*Exercise instructions*. Write out all the data again, exactly as it stands.
START Material
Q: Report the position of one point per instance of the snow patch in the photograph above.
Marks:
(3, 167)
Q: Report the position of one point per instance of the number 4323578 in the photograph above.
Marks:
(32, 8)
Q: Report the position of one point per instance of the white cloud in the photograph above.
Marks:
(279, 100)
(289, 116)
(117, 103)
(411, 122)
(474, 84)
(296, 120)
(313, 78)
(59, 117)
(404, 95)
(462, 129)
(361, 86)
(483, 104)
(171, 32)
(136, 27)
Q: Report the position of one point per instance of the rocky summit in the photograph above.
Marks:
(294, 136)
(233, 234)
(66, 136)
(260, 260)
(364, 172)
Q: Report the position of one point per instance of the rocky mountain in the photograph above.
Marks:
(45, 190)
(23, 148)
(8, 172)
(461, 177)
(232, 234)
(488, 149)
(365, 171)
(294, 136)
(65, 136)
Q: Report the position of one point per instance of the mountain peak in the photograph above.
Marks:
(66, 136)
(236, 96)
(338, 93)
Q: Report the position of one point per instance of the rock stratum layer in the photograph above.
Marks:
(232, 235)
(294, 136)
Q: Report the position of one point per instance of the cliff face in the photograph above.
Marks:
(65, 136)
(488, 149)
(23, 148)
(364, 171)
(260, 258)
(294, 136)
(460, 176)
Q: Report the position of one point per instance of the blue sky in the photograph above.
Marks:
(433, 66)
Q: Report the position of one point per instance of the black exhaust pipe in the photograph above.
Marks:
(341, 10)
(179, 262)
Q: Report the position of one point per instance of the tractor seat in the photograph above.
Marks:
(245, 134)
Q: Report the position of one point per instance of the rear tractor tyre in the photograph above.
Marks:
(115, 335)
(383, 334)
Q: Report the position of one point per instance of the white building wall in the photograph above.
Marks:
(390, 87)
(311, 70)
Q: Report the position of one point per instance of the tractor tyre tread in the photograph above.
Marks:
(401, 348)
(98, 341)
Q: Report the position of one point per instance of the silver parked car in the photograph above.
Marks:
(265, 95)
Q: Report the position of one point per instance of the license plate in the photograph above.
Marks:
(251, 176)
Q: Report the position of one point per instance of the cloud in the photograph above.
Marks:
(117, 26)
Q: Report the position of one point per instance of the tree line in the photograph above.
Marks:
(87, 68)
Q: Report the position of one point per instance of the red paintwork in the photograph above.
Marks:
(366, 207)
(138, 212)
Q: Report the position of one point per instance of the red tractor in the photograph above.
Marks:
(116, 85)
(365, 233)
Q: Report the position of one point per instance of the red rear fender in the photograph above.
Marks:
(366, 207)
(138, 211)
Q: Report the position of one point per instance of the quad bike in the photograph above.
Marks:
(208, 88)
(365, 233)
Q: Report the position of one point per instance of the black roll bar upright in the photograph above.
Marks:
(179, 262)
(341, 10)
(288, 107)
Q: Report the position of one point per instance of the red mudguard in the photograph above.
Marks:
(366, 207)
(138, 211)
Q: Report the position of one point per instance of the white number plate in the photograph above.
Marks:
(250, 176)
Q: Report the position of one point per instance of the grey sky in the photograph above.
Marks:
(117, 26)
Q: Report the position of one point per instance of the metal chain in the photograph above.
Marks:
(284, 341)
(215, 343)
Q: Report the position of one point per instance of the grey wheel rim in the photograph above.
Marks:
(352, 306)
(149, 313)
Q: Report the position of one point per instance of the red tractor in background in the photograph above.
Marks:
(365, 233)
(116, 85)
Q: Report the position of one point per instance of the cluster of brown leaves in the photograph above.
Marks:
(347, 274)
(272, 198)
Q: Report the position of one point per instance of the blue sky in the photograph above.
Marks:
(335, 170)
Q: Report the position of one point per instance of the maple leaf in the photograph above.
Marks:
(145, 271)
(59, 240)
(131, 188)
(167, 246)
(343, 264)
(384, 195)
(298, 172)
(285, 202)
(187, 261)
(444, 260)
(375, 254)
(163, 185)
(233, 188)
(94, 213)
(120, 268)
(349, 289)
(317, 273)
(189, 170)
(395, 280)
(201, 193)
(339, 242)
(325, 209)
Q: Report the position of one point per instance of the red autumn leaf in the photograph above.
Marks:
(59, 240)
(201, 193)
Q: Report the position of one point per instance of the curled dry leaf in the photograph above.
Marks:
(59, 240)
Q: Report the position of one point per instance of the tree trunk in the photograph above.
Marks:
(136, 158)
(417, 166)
END Material
*Expected answer*.
Q: Report the position of one point per instance of the snow patch in the photograph above.
Marks:
(3, 167)
Q: Report the position of one point per instance of the number 4323578 in the photograph above.
Marks:
(32, 8)
Q: Report the position of one point per instance of the white cloud in the photograph above.
Marks:
(279, 100)
(289, 116)
(117, 103)
(411, 122)
(474, 84)
(296, 120)
(313, 78)
(59, 117)
(404, 95)
(462, 129)
(361, 86)
(483, 104)
(171, 32)
(136, 27)
Q: Report the position of one point per instance of the rocky summit in the photograph above.
Marks:
(294, 136)
(233, 234)
(66, 136)
(260, 260)
(364, 172)
Q: Report the position of one point per instance of the rocky mountain in the photograph above.
Marks:
(45, 190)
(23, 148)
(8, 172)
(461, 177)
(232, 234)
(488, 149)
(365, 171)
(294, 136)
(65, 136)
Q: Report the position of one point per instance of the mountain peak in the photograph above.
Marks:
(66, 136)
(236, 96)
(338, 93)
Q: Report the position of one point per instance of the rock stratum layer in the photograph above.
Marks:
(232, 235)
(294, 136)
Q: Report the position of one point per instance of the cliff face in the photograph above.
Marks:
(65, 136)
(488, 149)
(23, 148)
(364, 171)
(260, 258)
(294, 136)
(460, 176)
Q: Report the position of one point per instance of the blue sky in the photograph above.
Marks:
(433, 66)
Q: Report the position of one point per instance of the black exhaust pipe in the photograph above.
Marks:
(341, 10)
(179, 262)
Q: Report the position of one point per instance of the tractor seat in the photograph above.
Marks:
(245, 134)
Q: Report the position of one point per instance of the rear tractor tyre in the photograph above.
Marks:
(115, 335)
(383, 334)
Q: Report the position of one point per instance of the white building wall in the photograph above.
Marks:
(390, 87)
(311, 70)
Q: Report the position of one point per instance of the tractor tyre tread in the photograph above.
Marks:
(401, 348)
(98, 341)
Q: Report the position of one point per instance of the silver parked car in the photograph above.
Marks:
(265, 95)
Q: Report the position of one point per instance of the license plate in the photograph above.
Marks:
(251, 176)
Q: Report the position of one point per instance of the cloud in the photograph above.
Marks:
(117, 26)
Q: Report the position of one point per instance of the tree line in the photograph above.
Marks:
(87, 68)
Q: Report the position of one point per instance of the red paintwork in the photograph above.
Marks:
(366, 207)
(138, 212)
Q: Report the position of one point per instance of the red tractor in the photograph above.
Marks:
(116, 85)
(365, 233)
Q: Report the position of one point per instance of the red rear fender in the photograph above.
Marks:
(366, 207)
(138, 211)
Q: Report the position of one point per instance of the quad bike in the photograph above.
Marks:
(208, 88)
(365, 233)
Q: Report the position of one point per instance of the black roll bar upright in the photograph above.
Marks:
(179, 262)
(341, 10)
(288, 107)
Q: Report the position of one point per instance of the red mudguard in the photograph above.
Marks:
(366, 207)
(138, 211)
Q: Report the position of one point per instance of the white number plate in the photograph above.
Marks:
(250, 176)
Q: Report the position of one point per instance of the grey sky in the photograph above.
Marks:
(117, 26)
Q: Report the position of one point per instance of the metal chain in the photograph above.
Marks:
(284, 341)
(215, 343)
Q: Report the position of one point per instance of the grey wheel rim in the photograph above.
Marks:
(352, 306)
(149, 313)
Q: Report the position of one point per instance of the red tractor in background in the photograph above.
Marks:
(365, 233)
(116, 85)
Q: Report the position of one point per instance of the cluster of brown leaves in the photograph above.
Marks:
(347, 274)
(272, 198)
Q: Report the position of one point per instance of the blue sky in the photograph above.
Marks:
(335, 170)
Q: Report the position of one point per instance of the maple leaf in the photograph above.
Marks:
(145, 271)
(59, 240)
(131, 188)
(167, 246)
(343, 264)
(384, 195)
(298, 172)
(285, 202)
(187, 261)
(444, 260)
(375, 254)
(163, 185)
(233, 188)
(94, 213)
(120, 268)
(349, 289)
(317, 273)
(189, 170)
(395, 280)
(201, 193)
(339, 242)
(325, 209)
Q: Report the position of one point per instance of the red autumn leaf in the photograph above.
Marks:
(59, 240)
(201, 193)
Q: Report the position of one point per instance of the curled dry leaf in the photograph above.
Marks:
(59, 240)
Q: Report the position of one point per instance of the tree trunk in the photograph above.
Marks:
(136, 158)
(417, 166)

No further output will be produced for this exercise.